## [Text under study]
◆ ◆ ◆

The NGINX proxy routes the HTTP response back to the GRPC Middleman.
The GRPC Middleman now has the intersection of the data from the microservices, and encrypts it, before sending it, as well as the doubly encrypted user data, back to the GRPC Client.
The GRPC Client decrypts both sets of data once with its own key, and does a comparison to find common elements, before returning the data in the HTTP response.
Components of our project
|Client Side Application||- User Interface to simplify process of submitting queries
- Local HTTP Server and GRPC Client to manage data encryption, decryption, and computations, as well as gRPC calls to server
Client Side Repository
|Server Side Application||- API gateway UI to register and manage microservices
- Gateway generator
- API gateway to:
a. Route incoming queries to specified services
b. Compute intersection between data queried from microservices
- GRPC Server that does encryption of data and sends response to client
Server Side Repository
|Demo Services||- Microservices we used for testing and demonstration purposes.
Demo Services Repository
|Example API Gateway||- Basic API gateway registered with ViewerService and PosterService, and GRPC Middleman implementation
Example gateway Repository
As with all products developed for use with microservices, performance metrics and load testing are crucial to seeing their scalabilities and if they are viable for commercial applications.
In the case of Private Set Intersection, we saw that most examples varied the sizes of the datasets between the 2 parties, as well as the size of the actual intersection.
We then developed a simple tool that integrates the both the client and server, and measured the end-to-end time taken for the computation of intersections.
|Client-Server Dataset Size||Client Dataset Size||Service 1 Dataset Size||Service 2 Dataset Size||Client-Server Intersect Count||Time Taken (ms)|
For the 2 microservices, we maintained that they intersected completely i.e. both services will have the exact same set of elements as a control.
In order to generate large datasets of seemingly random elements deterministically, we created 2 pseudorandom functions denoted by PRF1 and PRF2 that took a seed value, and generated a sequence of seemingly random numbers, which we then fed into a function to generate random strings of a certain length.
Data set composition for the above test cases (in order):
|Client Dataset||Service 1 / Service 2 Dataset|
|PRF1(100)||PRF1(20) + PRF2(80)|
|PRF1(100)||PRF1(80) + PRF2(20)|
|PRF1(100)||PRF1(20) + PRF2(99,980)|
|PRF1(100)||PRF1(80) + PRF2(99,920)|
|PRF1(100,000)||PRF1(20) + PRF2(80)|
|PRF1(100,000)||PRF1(80) + PRF2(20)|
|PRF1(100,000)||PRF1(20,000) + PRF2(80,000)|
|PRF1(100,000)||PRF1(80,000) + PRF2(20,000)|
We ran each test 100 times and computed the average time in milliseconds to return the value.
How we built it
Here, we detailed the specifics of the implementation of the components seen above in the high-level gateway architecture.
Client User Interface: Built using NextJS, and makes HTTP requests to the GRPC Client, that helps make a GRPC call to the GRPC Middleman with the user input.
GRPC Client: Built using Golang, the gRPC client also contains the library with the methods to encrypt and decrypt data using ChaCha20, as well as .proto files used to make calls to the gRPC Middleman.

◆ ◆ ◆

## [Assignment A]
Answer these about the text on the private set intersection gateway:
(i) How many times was each test run?
(ii) Which framework was used to build the Client User Interface?
(iii) Which two services is the Example API Gateway registered with?
## [Assignment B]
Can you quote the text on the private set intersection gateway from "The GRPC Middleman now" up to and including "the GRPC Client."?

## [Supplied material]
◆ ◆ ◆

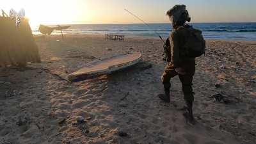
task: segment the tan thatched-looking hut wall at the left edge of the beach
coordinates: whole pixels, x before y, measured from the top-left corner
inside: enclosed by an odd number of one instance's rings
[[[40,62],[28,20],[23,19],[16,28],[15,19],[0,16],[0,67],[28,62]]]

◆ ◆ ◆

## [Response area A]
(i) 100 times
(ii) NextJS
(iii) ViewerService and PosterService

## [Response area B]
The GRPC Middleman now has the intersection of the data from the microservices, and encrypts it, before sending it, as well as the doubly encrypted user data, back to the GRPC Client.